- **Task objective**
Please reproduce the items below word for word, from their start through the line that contains "top-left (61, 30), bottom-right (76, 56)", with both ends included. Leave the pictures out of your answer.

++++++++

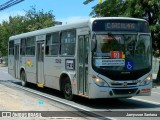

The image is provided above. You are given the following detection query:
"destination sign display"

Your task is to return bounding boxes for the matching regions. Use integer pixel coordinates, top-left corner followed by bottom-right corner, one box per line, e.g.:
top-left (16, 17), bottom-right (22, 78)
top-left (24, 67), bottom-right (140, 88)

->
top-left (92, 20), bottom-right (150, 33)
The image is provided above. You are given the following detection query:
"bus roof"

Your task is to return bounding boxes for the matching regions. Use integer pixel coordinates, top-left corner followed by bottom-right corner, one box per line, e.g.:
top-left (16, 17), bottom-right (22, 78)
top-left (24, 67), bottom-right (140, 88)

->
top-left (9, 17), bottom-right (146, 40)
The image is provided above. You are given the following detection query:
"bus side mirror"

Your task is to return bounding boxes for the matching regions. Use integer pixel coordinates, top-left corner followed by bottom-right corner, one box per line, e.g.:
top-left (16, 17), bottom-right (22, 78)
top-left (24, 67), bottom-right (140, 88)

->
top-left (91, 34), bottom-right (96, 52)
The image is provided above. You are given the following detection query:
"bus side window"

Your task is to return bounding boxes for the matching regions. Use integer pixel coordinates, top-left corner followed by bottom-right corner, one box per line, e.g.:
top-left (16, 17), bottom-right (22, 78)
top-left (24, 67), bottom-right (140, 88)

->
top-left (61, 30), bottom-right (76, 56)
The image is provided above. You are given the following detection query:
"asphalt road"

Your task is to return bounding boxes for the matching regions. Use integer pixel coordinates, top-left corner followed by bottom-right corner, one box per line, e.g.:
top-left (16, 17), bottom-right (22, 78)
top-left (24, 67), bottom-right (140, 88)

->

++++++++

- **Answer in full**
The image is provided above. You are given the following detection query:
"destination sign display"

Your task is to return bounding boxes for the matching regions. Use integer pixel coordinates, top-left corner followed by bottom-right corner, one box per line, e.g.:
top-left (16, 17), bottom-right (22, 78)
top-left (24, 67), bottom-right (140, 88)

->
top-left (92, 20), bottom-right (150, 33)
The image is provided above. You are given the following detection query:
"bus roof"

Your task is to return bounding boxes for the matching regions. Use integer pixel coordinates, top-left corner followed by bottom-right corner, one box per line, e.g.:
top-left (16, 17), bottom-right (22, 78)
top-left (24, 67), bottom-right (140, 88)

->
top-left (9, 17), bottom-right (146, 40)
The image is provided above. You are given the following detection query:
"bus side mirror"

Your task is to return bounding boxes for the matching regions. Use integer pixel coordinates, top-left corner followed by bottom-right corner, one box per line, e.g.:
top-left (16, 17), bottom-right (22, 78)
top-left (24, 67), bottom-right (140, 88)

->
top-left (91, 34), bottom-right (96, 52)
The image is provided above. You are given the following detection query:
"bus side window"

Your task is to return bounding boxes for the matching regions. Use integer pixel coordinates, top-left corner followed by bottom-right corner, one box per line, e.g.:
top-left (16, 17), bottom-right (22, 78)
top-left (24, 67), bottom-right (140, 88)

->
top-left (61, 30), bottom-right (76, 56)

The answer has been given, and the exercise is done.